If you like the bright sound of beryllium tweeters, these active monitors might make for a pleasant departure from the usual suspects.
Twin-woofer speakers seem to be getting more popular but, unlike D'Appolito designs, where a central tweeter is flanked by two identical woofer/mid-range drivers, the Focal Twin takes a different approach, which is also used by ADAM in some of their monitors. In the Twin 6, one of the cone drivers handles both bass and mid-range while the other handles only the bass, making this a three-way design. The Twin 6 is active and designed for professional nearfield or midfield applications. The three internal amplifiers deliver 150 Watts into each of the Focal 6W4370B cone drivers and 100 Watts into the tweeter, making a massive 400 Watts in total. The technical information provided by Focal states that the two larger amplifiers are based on 'BASH' technology — which I assume doesn't mean you have to hit them to get them started! Though driven differently, the two 6.5-inch drivers are identical, and are based on a 'W' cone sandwich composite material, in a soft-roll rubber suspension. The design is magnetically shielded by the use of cancelling magnets, so the speakers can be used relatively close to CRT monitors without causing picture problems. The drivers and amplifiers share the same acoustic space and there seems to be very little damping material inside the cabinet.
Bass loading is via two low-turbulence ports at the sides of the baffle, and a centrally placed Focal TB871 inverted-dome beryllium tweeter handles the high end. Beryllium is now designated a hazardous material, so specific documentation relating to its shipping and disposal is included in the manual. By restricting the mid-range to only one of the two drivers, the phase problems that can occur when reproducing the same signal from two drivers are reduced except at very low frequencies. The long wavelengths involved at the low end mean that routing the bass to both drivers to double up on power handling causes no significant phase issues.

* _GIVEN INFORMATION_:
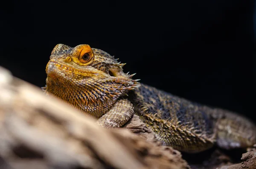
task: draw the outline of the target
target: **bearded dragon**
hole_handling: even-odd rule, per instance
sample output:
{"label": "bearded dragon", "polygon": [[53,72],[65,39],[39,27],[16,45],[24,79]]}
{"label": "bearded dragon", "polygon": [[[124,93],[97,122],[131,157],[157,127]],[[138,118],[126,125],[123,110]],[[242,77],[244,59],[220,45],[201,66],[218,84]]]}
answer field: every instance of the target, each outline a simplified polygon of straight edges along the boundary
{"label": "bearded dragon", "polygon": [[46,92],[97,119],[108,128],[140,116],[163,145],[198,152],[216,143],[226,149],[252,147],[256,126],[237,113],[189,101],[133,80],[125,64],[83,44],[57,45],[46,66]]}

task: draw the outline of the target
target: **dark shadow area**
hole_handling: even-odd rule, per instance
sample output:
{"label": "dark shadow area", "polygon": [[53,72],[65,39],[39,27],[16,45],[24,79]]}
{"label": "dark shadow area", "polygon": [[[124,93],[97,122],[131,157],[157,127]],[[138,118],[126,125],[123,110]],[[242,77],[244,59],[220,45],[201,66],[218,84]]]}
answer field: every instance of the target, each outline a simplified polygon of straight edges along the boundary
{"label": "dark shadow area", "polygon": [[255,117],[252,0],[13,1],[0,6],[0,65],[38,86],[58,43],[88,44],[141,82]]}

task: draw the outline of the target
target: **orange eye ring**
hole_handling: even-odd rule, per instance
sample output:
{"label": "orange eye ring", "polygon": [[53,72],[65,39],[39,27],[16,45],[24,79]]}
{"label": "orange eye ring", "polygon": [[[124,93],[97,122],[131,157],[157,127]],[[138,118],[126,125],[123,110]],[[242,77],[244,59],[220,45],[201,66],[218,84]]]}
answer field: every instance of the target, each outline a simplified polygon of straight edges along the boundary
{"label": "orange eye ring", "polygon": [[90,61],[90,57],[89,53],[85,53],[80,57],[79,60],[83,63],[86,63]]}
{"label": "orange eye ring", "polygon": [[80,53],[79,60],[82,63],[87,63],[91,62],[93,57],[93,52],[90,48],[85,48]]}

...

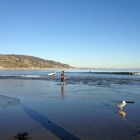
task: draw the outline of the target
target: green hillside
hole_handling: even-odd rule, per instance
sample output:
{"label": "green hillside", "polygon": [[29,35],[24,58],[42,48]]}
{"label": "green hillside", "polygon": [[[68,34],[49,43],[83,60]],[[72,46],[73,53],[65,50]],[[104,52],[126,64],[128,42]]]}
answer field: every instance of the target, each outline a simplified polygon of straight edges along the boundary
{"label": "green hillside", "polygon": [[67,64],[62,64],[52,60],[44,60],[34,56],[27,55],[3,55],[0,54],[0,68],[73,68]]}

* _WORK TO COMPLETE_:
• a. Change "low-turbulence" to "low-noise" and write out the text on the Focal Twin 6 monitors from "Bass loading is" up to and including "significant phase issues.".
• b. According to the text on the Focal Twin 6 monitors, what technology are the two larger amplifiers based on?

* _EXERCISE RESULTS_:
• a.
Bass loading is via two low-noise ports at the sides of the baffle, and a centrally placed Focal TB871 inverted-dome beryllium tweeter handles the high end. Beryllium is now designated a hazardous material, so specific documentation relating to its shipping and disposal is included in the manual. By restricting the mid-range to only one of the two drivers, the phase problems that can occur when reproducing the same signal from two drivers are reduced except at very low frequencies. The long wavelengths involved at the low end mean that routing the bass to both drivers to double up on power handling causes no significant phase issues.

• b. 'BASH' technology.